--- Listed entries ---
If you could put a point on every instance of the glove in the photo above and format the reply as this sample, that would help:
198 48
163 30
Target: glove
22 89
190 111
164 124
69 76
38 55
---
_Your instructions_
Please rewrite these lines, swapping every "glove" for "mitten" and leaving everything else unchanged.

_Exercise result_
If you could put a point on every instance of the mitten in the photo above and format the reply as this sample, that would help:
198 48
163 30
Target: mitten
22 89
190 111
164 124
69 76
38 55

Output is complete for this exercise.